___ Material for this task

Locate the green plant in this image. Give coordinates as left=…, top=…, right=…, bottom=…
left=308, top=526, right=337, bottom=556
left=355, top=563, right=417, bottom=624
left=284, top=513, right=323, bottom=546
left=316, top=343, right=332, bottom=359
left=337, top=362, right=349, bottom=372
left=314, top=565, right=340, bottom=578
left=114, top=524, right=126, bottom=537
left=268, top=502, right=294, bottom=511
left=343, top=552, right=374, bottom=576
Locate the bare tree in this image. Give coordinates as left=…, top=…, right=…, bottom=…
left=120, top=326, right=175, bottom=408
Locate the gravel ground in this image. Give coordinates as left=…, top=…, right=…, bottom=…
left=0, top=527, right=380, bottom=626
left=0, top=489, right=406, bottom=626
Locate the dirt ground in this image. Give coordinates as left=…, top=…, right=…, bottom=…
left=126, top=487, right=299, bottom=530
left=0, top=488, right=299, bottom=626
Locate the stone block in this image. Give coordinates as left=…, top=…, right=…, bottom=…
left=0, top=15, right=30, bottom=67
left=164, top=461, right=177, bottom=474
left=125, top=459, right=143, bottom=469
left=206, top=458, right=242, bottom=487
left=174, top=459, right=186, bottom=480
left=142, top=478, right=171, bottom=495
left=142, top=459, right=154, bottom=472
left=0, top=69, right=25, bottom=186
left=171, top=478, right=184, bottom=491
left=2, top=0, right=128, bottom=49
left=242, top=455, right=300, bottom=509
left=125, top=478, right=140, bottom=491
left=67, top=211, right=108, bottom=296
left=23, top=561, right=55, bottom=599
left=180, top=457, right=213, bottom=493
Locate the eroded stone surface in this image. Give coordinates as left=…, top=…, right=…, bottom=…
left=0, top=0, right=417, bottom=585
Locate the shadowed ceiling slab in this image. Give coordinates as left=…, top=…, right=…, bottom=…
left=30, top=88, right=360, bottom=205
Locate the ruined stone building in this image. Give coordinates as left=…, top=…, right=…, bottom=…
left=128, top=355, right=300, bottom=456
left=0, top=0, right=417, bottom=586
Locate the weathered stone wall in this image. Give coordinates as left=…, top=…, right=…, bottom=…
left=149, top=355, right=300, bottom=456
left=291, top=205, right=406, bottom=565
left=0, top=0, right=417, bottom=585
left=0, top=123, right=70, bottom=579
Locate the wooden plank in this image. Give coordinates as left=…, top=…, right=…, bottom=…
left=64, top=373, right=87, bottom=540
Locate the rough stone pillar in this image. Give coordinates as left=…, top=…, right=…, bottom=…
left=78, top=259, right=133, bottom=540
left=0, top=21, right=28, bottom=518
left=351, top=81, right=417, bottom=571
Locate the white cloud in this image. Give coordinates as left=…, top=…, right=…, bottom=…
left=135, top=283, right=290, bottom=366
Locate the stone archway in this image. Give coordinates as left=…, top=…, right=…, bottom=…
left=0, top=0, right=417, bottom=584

______

Exercise aim:
Print the complete listing again, exactly as it stands.

Full answer:
Locate the green plant in this image. Give coordinates as left=…, top=…, right=…, bottom=…
left=308, top=526, right=337, bottom=556
left=355, top=563, right=417, bottom=624
left=284, top=513, right=323, bottom=546
left=316, top=343, right=332, bottom=359
left=337, top=362, right=349, bottom=372
left=314, top=565, right=340, bottom=578
left=114, top=524, right=126, bottom=537
left=268, top=502, right=294, bottom=511
left=343, top=552, right=374, bottom=576
Locate the bare tree in this image. Give coordinates as left=…, top=…, right=…, bottom=…
left=120, top=326, right=175, bottom=408
Locate the gravel ground in this image. Give coordinates as left=…, top=…, right=…, bottom=…
left=0, top=527, right=380, bottom=626
left=0, top=489, right=406, bottom=626
Locate the dirt ground in this image. Give coordinates as left=…, top=…, right=…, bottom=…
left=126, top=487, right=299, bottom=530
left=0, top=488, right=299, bottom=626
Locate the stone block in this image. Give coordinates as left=…, top=…, right=…, bottom=…
left=0, top=15, right=30, bottom=67
left=164, top=461, right=177, bottom=474
left=125, top=459, right=143, bottom=469
left=206, top=458, right=242, bottom=487
left=174, top=459, right=186, bottom=480
left=142, top=478, right=171, bottom=495
left=142, top=459, right=154, bottom=472
left=0, top=69, right=25, bottom=186
left=171, top=478, right=184, bottom=491
left=2, top=0, right=128, bottom=49
left=242, top=455, right=300, bottom=509
left=125, top=478, right=140, bottom=491
left=67, top=211, right=108, bottom=296
left=23, top=561, right=55, bottom=599
left=180, top=457, right=213, bottom=493
Locate the eroded stone surface in this image. Give coordinates as left=…, top=…, right=…, bottom=…
left=0, top=0, right=417, bottom=585
Locate the shadowed ceiling slab in this image. Give coordinates as left=…, top=…, right=…, bottom=…
left=30, top=88, right=360, bottom=205
Locate the ruined stone building in this image. Give coordinates as left=…, top=…, right=…, bottom=…
left=128, top=355, right=300, bottom=456
left=0, top=0, right=417, bottom=586
Locate the weathered stone wall in this image. Give coordinates as left=…, top=…, right=…, bottom=…
left=149, top=355, right=300, bottom=456
left=291, top=205, right=406, bottom=565
left=0, top=0, right=417, bottom=585
left=0, top=123, right=70, bottom=579
Locate the wooden plank in this image. Give coordinates as left=…, top=…, right=…, bottom=…
left=64, top=373, right=87, bottom=540
Locate the rough stone pillar in this image. Give coordinates as left=…, top=…, right=…, bottom=…
left=78, top=259, right=133, bottom=540
left=0, top=21, right=28, bottom=518
left=351, top=81, right=417, bottom=571
Locate the white cloud in this image. Give coordinates as left=…, top=…, right=…, bottom=…
left=135, top=283, right=290, bottom=366
Locate the stone archway in this image. Give coordinates as left=…, top=…, right=…, bottom=…
left=0, top=0, right=417, bottom=584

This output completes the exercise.